- [Aim] Return, word for word, the part of the records that opens with the line containing "point_to SHOULD mark one point per instance of the beige" and closes with the line containing "pixel 231 185", including both of those lines.

- [Task inputs]
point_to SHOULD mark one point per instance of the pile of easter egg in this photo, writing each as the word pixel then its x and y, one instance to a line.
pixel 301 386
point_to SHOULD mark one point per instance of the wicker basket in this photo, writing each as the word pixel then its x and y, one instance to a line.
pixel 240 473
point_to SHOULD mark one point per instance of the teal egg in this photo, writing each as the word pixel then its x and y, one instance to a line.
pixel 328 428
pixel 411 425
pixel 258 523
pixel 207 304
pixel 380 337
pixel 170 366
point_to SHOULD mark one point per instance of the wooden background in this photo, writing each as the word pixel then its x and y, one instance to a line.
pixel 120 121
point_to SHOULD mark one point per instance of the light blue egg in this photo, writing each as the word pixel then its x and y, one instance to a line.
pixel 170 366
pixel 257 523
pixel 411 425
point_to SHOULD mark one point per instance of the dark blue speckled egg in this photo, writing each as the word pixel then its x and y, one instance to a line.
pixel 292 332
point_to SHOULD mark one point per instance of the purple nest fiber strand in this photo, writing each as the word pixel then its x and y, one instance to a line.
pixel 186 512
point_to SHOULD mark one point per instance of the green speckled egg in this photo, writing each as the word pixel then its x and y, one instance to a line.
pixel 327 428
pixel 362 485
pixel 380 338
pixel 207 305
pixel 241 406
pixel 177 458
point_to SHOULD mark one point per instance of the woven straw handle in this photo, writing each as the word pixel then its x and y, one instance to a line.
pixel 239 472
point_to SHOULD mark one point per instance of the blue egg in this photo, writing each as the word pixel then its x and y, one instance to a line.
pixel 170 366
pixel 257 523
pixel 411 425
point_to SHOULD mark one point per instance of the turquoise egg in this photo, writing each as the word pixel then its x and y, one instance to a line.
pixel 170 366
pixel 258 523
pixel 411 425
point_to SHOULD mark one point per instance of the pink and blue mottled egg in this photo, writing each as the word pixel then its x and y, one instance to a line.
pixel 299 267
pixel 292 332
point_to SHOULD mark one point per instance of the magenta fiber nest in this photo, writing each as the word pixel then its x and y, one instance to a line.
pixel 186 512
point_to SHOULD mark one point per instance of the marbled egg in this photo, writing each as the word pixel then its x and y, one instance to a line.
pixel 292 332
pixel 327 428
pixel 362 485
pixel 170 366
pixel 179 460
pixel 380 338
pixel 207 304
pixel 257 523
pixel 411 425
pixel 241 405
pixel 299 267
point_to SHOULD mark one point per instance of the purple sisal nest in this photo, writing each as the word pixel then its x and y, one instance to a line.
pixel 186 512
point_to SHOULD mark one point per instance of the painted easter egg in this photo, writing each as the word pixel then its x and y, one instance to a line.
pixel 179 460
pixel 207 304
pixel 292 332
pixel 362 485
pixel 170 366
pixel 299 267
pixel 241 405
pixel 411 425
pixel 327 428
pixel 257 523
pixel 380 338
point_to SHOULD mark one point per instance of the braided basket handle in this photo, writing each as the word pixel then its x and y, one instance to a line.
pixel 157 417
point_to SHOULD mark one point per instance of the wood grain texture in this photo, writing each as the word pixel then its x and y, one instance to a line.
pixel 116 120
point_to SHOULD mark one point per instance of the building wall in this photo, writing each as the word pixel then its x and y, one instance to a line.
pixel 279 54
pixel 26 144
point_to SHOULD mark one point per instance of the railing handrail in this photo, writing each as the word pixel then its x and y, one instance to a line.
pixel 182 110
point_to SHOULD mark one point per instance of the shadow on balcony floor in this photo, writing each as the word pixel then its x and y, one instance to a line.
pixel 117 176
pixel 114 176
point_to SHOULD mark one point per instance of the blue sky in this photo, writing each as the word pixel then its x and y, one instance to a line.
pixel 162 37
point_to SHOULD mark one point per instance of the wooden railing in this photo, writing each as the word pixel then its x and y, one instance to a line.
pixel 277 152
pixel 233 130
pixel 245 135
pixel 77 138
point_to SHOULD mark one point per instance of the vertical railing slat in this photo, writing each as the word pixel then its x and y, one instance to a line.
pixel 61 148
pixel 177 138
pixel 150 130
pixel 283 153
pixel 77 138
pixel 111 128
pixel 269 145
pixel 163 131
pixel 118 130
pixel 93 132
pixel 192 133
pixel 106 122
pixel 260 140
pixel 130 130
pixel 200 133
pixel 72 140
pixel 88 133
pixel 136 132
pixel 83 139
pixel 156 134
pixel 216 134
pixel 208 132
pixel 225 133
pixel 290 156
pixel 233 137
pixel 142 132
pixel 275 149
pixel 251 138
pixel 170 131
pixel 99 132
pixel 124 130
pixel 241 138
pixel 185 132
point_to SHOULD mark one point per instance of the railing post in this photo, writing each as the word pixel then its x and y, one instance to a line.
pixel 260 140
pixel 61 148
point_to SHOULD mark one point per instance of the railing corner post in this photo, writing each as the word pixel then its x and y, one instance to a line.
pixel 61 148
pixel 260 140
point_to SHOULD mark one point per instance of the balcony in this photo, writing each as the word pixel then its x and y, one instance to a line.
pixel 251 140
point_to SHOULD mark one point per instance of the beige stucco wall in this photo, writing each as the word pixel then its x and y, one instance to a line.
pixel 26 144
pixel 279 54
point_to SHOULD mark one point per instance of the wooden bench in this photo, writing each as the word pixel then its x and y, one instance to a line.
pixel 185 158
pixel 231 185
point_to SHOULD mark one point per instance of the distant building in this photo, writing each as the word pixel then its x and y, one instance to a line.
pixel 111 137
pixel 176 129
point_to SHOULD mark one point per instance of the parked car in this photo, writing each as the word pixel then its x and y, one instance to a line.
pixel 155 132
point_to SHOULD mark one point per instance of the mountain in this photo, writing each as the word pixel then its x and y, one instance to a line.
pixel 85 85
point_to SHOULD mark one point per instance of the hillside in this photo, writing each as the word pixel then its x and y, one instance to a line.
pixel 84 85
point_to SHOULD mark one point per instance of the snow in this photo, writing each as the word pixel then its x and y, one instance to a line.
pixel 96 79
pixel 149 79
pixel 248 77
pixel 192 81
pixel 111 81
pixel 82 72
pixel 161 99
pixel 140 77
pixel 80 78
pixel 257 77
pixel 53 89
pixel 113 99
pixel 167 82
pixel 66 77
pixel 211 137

- [Response to this task]
point_to SHOULD mark one point per instance of the beige stucco wall in this photo, writing each as the word pixel then its x and y, one instance to a line.
pixel 26 144
pixel 279 54
point_to SHOULD mark one point per instance of the wooden bench in this photo, writing each as the word pixel then its x and y, one instance to a line.
pixel 185 158
pixel 231 185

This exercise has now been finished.